Given records:
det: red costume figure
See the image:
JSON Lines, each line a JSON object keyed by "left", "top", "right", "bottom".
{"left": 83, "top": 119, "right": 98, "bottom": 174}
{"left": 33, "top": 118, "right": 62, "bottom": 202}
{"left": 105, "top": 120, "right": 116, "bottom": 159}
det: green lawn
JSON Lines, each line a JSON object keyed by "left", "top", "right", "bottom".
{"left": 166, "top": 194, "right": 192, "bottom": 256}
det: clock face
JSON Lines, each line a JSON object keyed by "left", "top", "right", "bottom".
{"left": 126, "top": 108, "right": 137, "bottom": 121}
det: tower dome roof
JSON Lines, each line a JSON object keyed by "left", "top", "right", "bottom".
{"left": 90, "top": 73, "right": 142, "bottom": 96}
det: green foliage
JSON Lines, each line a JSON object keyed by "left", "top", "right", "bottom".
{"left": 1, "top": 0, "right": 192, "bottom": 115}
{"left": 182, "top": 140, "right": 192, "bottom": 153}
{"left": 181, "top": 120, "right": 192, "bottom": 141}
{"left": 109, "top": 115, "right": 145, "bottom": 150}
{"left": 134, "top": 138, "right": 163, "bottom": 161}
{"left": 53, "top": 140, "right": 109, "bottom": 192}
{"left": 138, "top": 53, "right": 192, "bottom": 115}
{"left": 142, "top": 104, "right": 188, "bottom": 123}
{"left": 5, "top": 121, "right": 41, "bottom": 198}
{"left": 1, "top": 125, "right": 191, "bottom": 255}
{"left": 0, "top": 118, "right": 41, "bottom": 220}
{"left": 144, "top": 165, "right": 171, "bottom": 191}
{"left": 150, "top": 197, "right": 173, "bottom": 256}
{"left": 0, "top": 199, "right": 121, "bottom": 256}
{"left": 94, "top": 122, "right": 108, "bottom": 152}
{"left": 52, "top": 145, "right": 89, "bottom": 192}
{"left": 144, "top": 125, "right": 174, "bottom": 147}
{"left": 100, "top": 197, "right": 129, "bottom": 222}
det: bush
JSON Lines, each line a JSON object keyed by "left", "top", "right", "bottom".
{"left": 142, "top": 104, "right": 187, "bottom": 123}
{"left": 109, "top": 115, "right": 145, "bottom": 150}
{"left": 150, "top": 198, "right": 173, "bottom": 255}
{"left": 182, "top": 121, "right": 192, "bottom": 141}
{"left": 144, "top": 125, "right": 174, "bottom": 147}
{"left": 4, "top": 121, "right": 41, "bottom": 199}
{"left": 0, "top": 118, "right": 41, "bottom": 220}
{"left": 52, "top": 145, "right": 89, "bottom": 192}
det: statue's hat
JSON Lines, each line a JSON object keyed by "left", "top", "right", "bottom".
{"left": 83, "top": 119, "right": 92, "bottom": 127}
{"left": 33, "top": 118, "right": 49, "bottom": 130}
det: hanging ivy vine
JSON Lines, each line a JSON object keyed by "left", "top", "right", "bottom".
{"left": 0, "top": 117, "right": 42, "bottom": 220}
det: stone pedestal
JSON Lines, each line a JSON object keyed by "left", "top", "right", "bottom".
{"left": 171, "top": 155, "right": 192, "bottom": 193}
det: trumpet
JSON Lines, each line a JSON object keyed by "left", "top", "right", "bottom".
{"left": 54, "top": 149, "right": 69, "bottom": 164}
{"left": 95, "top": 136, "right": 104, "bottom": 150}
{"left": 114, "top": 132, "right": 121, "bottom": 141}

Problem to solve:
The response must consist of the lines above, from the first one through the line containing "det: green lawn", reproduced exactly.

Answer for the task:
det: red costume figure
See the image:
JSON Lines, each line a JSON object keyed by "left", "top", "right", "bottom".
{"left": 83, "top": 119, "right": 98, "bottom": 174}
{"left": 33, "top": 118, "right": 62, "bottom": 202}
{"left": 105, "top": 120, "right": 116, "bottom": 159}
det: green lawn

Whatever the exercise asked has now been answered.